(Your instructions) Without changing anything, reproduce every record below.

[Point-per-instance localization data]
────────────────

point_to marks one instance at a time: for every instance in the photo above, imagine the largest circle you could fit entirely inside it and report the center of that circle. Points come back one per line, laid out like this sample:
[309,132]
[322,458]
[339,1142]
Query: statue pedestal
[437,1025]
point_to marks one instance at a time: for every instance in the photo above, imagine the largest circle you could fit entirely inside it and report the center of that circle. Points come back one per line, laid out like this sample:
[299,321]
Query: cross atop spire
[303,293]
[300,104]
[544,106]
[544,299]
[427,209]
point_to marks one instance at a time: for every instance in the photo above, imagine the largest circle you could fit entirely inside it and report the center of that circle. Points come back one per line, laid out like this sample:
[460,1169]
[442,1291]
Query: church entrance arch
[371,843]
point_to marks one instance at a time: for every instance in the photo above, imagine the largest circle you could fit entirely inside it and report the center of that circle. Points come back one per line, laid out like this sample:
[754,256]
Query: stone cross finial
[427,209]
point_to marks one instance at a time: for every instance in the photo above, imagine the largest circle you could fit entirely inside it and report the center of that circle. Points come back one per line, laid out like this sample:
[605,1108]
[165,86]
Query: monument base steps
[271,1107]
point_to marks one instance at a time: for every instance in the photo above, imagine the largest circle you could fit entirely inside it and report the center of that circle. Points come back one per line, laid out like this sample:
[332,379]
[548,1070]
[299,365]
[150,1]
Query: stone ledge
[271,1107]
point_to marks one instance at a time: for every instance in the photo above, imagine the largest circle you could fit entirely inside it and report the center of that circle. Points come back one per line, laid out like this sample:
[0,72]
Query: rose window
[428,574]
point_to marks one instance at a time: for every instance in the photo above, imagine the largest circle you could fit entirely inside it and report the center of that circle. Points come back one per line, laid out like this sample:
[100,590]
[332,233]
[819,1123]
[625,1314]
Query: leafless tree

────────────────

(Solution to the exercise)
point_to marks one instance at a time: for every instance in the photo above, imagine the largest circle you could fit entirely inside it and report the center of that circle. Points come back one per line, laid out like this sample:
[309,132]
[322,458]
[339,1142]
Query: statue pedestal
[437,1025]
point_to marks one instance at a time: for every instance in the photo above, imagine the largest circle you could fit entirely inside it and report the center of that circle. Points come back one per line, laid out like this sample:
[299,321]
Query: cross atop spire
[303,293]
[300,104]
[544,106]
[544,299]
[427,209]
point_to marks one instance at a time: for every instance in the photo above, imagine the largest circle you could fit entirely inside it and report the center of that circle. Points come back one per line, laid out like this sample:
[460,1169]
[442,1291]
Query: church entrance arch
[371,843]
point_to marks one instance at a time: for every instance in the photo above, imagine the largest circle you could fit entirely inside it and report the center of that circle. Points come back one per line, laid out like this sample:
[754,256]
Query: stone cross finial
[427,209]
point_to marks one instance at a time: for every instance in the photo above, imagine the largest circle you could fit entirely inside it and report the center of that circle. Points come back one per line, laid out like this sample:
[605,1108]
[165,86]
Query: monument base steps
[271,1107]
point_to marks one instance at a time: for every instance in the photo above, imagine the largest circle you could fit entirely inside it and report the center of that circle. Points come back one per line, laid out like this sample:
[332,379]
[548,1070]
[299,365]
[150,1]
Query: stone ledge
[271,1107]
point_to marks one instance at a time: for every instance in the photo above, imagine the largest circle you could fit entirely inside it and report the center of that circle. Points come back one per line, laid out like this sample:
[0,72]
Query: rose window
[428,574]
point_to marks one instance at a time: for every instance in the photo above, imagine the largest circle you could fit entirely inside it and report the center of that circle. Points come back one per line, laid out like this sample:
[100,590]
[332,233]
[819,1123]
[625,1314]
Query: leafless tree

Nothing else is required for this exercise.